* Start Source document *

LISTSERV mailing list manager LISTSERV 16.5

Help for AMP-USERS Archives


AMP-USERS Archives

AMP-USERS Archives


AMP-USERS@LISTSERV.BROWN.EDU


View:

Message:

[

First

|

Previous

|

Next

|

Last

]

By Topic:

[

First

|

Previous

|

Next

|

Last

]

By Author:

[

First

|

Previous

|

Next

|

Last

]

Font:

Proportional Font

LISTSERV Archives

LISTSERV Archives

AMP-USERS Home

AMP-USERS Home

AMP-USERS  October 2018

AMP-USERS October 2018

Subject:

Re: Kernel Ridge Regression in AMP

From:

"El Khatib Rodriguez, Muammar" <[log in to unmask]>

Reply-To:

Amp Users List <[log in to unmask]>

Date:

Tue, 23 Oct 2018 22:25:19 -0400

Content-Type:

text/plain

Parts/Attachments:

Parts/Attachments

text/plain (79 lines)

Hi August,


On Tue, Oct 23, 2018 at 9:43 AM August Edwards Guldberg Mikkelsen
<[log in to unmask]> wrote:
>
> Dear AMP-developers,
>
>
> I have recently started using the kernel ridge regression module in AMP, which in my case appears to perform better and faster than the neural network module. However, I am currently stuck with some errors that I am hoping you can help me understand.
>

Just to add a comment about this. The computational complexity for
kernel ridge regression training with Cholesky factorization is 1/3
O(n^3), n being the number of data points. Building the kernel matrix
is O(n^2) (if I recall correctly). For an ANN according to [0], the
forward propagation is O(n^4) and backward propagation is O(n^5). Note
that the topology of the ANN, meaning the number of hidden-layers and
nodes, will change that complexity, too. It would be nice if someone
else could confirm the computational complexity of ANNs.

* End Source document *

> _Given task 1_:
In the records, from the line with "det: river bed" through the last line of the records, rename "Box" to "Region" and write out those lines again with nothing else altered.
The mailing list message above and the records that come next are unrelated material.

* Start Stored records *

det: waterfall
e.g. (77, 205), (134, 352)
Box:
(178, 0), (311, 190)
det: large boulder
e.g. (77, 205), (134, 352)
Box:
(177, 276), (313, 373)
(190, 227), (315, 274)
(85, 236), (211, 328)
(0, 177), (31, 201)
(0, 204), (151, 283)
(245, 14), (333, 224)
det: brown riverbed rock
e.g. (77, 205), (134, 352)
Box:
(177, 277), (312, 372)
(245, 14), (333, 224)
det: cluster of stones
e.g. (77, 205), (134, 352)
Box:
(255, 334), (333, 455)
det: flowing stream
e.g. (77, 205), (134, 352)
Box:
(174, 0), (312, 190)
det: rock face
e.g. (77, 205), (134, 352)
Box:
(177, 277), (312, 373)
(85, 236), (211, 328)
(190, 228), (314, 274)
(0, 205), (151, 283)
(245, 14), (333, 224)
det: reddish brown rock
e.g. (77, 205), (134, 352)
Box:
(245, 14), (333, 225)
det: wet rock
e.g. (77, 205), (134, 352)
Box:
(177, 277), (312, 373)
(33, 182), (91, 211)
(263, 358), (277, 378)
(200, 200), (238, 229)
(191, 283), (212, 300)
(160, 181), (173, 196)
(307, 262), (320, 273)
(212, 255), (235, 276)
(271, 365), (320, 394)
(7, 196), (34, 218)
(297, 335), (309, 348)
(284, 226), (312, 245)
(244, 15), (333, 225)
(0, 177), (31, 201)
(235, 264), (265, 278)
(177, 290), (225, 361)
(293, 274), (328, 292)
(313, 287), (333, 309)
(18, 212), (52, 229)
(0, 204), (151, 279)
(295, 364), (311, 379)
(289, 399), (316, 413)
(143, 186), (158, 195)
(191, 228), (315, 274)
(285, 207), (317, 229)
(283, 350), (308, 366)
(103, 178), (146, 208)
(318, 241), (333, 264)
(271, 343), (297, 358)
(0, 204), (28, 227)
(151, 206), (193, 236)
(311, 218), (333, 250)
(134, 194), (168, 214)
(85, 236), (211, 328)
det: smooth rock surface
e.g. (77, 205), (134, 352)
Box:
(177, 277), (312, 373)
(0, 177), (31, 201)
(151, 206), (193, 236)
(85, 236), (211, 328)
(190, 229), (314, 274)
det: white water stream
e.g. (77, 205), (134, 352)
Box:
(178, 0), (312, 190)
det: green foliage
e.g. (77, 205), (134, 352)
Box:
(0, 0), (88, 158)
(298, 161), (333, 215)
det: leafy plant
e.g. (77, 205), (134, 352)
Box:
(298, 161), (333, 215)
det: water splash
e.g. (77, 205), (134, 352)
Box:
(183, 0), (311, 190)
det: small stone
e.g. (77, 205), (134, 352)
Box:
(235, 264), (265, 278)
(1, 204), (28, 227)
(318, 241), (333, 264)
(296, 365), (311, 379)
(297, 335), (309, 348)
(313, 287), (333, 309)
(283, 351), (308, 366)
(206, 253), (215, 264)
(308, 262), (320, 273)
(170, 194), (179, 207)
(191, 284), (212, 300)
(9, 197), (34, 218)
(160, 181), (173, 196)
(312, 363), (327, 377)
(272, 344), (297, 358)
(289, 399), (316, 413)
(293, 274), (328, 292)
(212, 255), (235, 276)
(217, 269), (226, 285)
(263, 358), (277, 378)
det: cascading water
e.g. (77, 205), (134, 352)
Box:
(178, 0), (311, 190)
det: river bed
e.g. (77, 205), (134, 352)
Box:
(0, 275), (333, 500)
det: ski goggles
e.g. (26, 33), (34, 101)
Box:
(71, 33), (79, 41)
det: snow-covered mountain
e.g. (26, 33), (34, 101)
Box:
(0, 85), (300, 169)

* End Stored records *

> _Given task 2_:
Quote the entire mailing list message about kernel ridge regression, word for word.

> _Right answer 1_:
det: river bed
e.g. (77, 205), (134, 352)
Region:
(0, 275), (333, 500)
det: ski goggles
e.g. (26, 33), (34, 101)
Region:
(71, 33), (79, 41)
det: snow-covered mountain
e.g. (26, 33), (34, 101)
Region:
(0, 85), (300, 169)

> _Right answer 2_:
LISTSERV mailing list manager LISTSERV 16.5

Help for AMP-USERS Archives


AMP-USERS Archives

AMP-USERS Archives


AMP-USERS@LISTSERV.BROWN.EDU


View:

Message:

[

First

|

Previous

|

Next

|

Last

]

By Topic:

[

First

|

Previous

|

Next

|

Last

]

By Author:

[

First

|

Previous

|

Next

|

Last

]

Font:

Proportional Font

LISTSERV Archives

LISTSERV Archives

AMP-USERS Home

AMP-USERS Home

AMP-USERS  October 2018

AMP-USERS October 2018

Subject:

Re: Kernel Ridge Regression in AMP

From:

"El Khatib Rodriguez, Muammar" <[log in to unmask]>

Reply-To:

Amp Users List <[log in to unmask]>

Date:

Tue, 23 Oct 2018 22:25:19 -0400

Content-Type:

text/plain

Parts/Attachments:

Parts/Attachments

text/plain (79 lines)

Hi August,


On Tue, Oct 23, 2018 at 9:43 AM August Edwards Guldberg Mikkelsen
<[log in to unmask]> wrote:
>
> Dear AMP-developers,
>
>
> I have recently started using the kernel ridge regression module in AMP, which in my case appears to perform better and faster than the neural network module. However, I am currently stuck with some errors that I am hoping you can help me understand.
>

Just to add a comment about this. The computational complexity for
kernel ridge regression training with Cholesky factorization is 1/3
O(n^3), n being the number of data points. Building the kernel matrix
is O(n^2) (if I recall correctly). For an ANN according to [0], the
forward propagation is O(n^4) and backward propagation is O(n^5). Note
that the topology of the ANN, meaning the number of hidden-layers and
nodes, will change that complexity, too. It would be nice if someone
else could confirm the computational complexity of ANNs.